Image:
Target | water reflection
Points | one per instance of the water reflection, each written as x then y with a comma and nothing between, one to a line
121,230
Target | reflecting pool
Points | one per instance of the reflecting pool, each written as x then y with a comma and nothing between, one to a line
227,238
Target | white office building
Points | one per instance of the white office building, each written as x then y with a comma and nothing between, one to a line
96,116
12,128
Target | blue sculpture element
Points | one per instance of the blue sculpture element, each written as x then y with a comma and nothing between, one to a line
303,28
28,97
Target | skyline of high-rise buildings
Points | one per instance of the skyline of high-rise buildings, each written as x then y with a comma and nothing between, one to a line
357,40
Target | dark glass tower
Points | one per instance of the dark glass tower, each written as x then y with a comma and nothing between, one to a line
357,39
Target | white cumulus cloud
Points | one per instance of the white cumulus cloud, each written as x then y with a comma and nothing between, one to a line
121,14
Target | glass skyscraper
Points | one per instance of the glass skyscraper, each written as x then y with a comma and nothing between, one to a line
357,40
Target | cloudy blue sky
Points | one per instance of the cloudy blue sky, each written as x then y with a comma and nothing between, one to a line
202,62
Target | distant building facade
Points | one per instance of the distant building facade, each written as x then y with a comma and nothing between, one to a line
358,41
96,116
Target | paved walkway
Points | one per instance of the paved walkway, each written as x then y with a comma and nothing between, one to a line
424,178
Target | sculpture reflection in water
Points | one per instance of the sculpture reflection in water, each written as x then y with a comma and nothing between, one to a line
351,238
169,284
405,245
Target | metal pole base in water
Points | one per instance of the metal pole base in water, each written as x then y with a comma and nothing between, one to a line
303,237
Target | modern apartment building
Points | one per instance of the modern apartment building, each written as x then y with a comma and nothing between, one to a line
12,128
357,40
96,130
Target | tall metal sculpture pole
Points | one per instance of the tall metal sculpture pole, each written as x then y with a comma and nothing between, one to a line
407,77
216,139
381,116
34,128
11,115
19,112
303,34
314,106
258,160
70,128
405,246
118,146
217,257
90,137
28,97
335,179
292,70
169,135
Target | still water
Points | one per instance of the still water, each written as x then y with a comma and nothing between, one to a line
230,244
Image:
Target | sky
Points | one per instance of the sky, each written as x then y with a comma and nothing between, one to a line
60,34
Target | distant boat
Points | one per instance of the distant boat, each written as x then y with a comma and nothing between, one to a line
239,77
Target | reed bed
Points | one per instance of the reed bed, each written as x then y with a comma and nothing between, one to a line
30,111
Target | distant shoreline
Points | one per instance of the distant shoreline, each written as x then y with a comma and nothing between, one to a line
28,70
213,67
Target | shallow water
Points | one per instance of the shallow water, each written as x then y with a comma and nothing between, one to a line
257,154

☆ ☆ ☆ ☆

- _Required task_: Give the lines above as a numbered list, starting from the line that contains "Target | shallow water" and running through the last line, both included, with blank lines left out.

- _Response to the task_:
1. Target | shallow water
2. Points | one per instance of the shallow water, each written as x then y with a comma and nothing between, one to a line
3. 257,154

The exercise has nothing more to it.